### [Exercise objective]
Copy each of the items below verbatim, leaving out the pictures.

++++ Exercise inputs ++++

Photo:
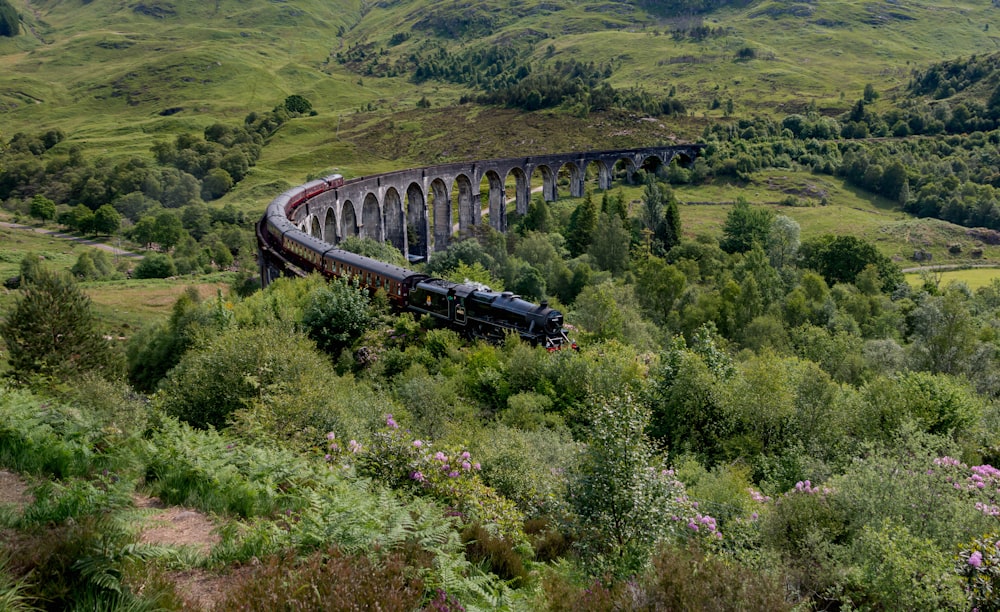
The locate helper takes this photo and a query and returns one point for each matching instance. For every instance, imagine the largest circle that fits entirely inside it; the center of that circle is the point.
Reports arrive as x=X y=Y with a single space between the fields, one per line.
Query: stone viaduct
x=413 y=209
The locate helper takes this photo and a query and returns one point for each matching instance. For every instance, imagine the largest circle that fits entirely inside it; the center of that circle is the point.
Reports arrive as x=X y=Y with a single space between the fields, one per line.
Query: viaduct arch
x=416 y=210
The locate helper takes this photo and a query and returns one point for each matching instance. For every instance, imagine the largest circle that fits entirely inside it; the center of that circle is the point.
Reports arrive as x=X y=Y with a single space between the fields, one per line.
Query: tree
x=267 y=366
x=156 y=265
x=623 y=502
x=168 y=230
x=51 y=331
x=658 y=286
x=107 y=221
x=671 y=223
x=582 y=224
x=43 y=208
x=783 y=241
x=841 y=258
x=337 y=313
x=215 y=184
x=745 y=225
x=610 y=245
x=79 y=218
x=297 y=104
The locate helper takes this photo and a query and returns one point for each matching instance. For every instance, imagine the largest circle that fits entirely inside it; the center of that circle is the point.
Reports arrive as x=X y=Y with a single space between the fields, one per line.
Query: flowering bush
x=979 y=564
x=625 y=505
x=397 y=459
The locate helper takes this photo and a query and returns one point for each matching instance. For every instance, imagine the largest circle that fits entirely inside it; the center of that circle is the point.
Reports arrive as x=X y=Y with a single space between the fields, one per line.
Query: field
x=973 y=278
x=115 y=78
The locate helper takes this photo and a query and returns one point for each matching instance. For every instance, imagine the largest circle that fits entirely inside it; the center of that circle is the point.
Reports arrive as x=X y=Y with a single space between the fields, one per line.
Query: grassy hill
x=114 y=75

++++

### [Result of the exercise]
Photo:
The locate helper takes this photo and a query and returns one point for each matching instance. For every instance, imagine the largest circle that fits entirely inside it; the center of that circle is the point.
Reports arrive as x=X y=Y with a single space between the fields, one per line.
Query: stone viaduct
x=413 y=209
The locate helper takes this photo and a query and returns one point for each matching instance. For every instance, imagine the largest circle that fits entirely inside it; the center of that circle is the point.
Reports arrive as x=X y=Y with a single space between the fields, one per line.
Query: viaduct arch
x=416 y=210
The locate helper takes this photo and a query and returns one point for each matching instance. For every instance, imagine the largest circle that fits entirely inside it; the center of that circle is the point.
Reports arrive as x=X y=Y with a single space between the fields, one per line.
Query: tree
x=267 y=366
x=156 y=265
x=623 y=502
x=168 y=230
x=51 y=331
x=658 y=286
x=107 y=221
x=671 y=223
x=582 y=224
x=43 y=208
x=783 y=241
x=841 y=258
x=337 y=313
x=215 y=184
x=745 y=225
x=610 y=245
x=79 y=218
x=297 y=104
The locate helper takes this photo and a query and returns one point for each matching instance. For every instance, imagine the largest circle that fits entirely inside it; the center of that circle is the point.
Reports arrive as x=X y=Y with a single space between the fields, one per line.
Query: flowering bush
x=979 y=564
x=625 y=505
x=397 y=459
The locate helper takes this photo and a query and returns one point for each matching instance. For every instance, imagine the largest circle that fits entirely inside it; the center of that circle is the point.
Reports arrive as x=X y=Y with a single space between the fields, one per line.
Query: field
x=973 y=278
x=115 y=78
The locate helper takes this photo and a query and returns one point for each matching instance. For every instance, imagine the largest circle that fits entirely inside it; the center of that circle is the point.
Reports arrive as x=X y=Y with a single space between the fields, one per line.
Query: grassy hill
x=114 y=75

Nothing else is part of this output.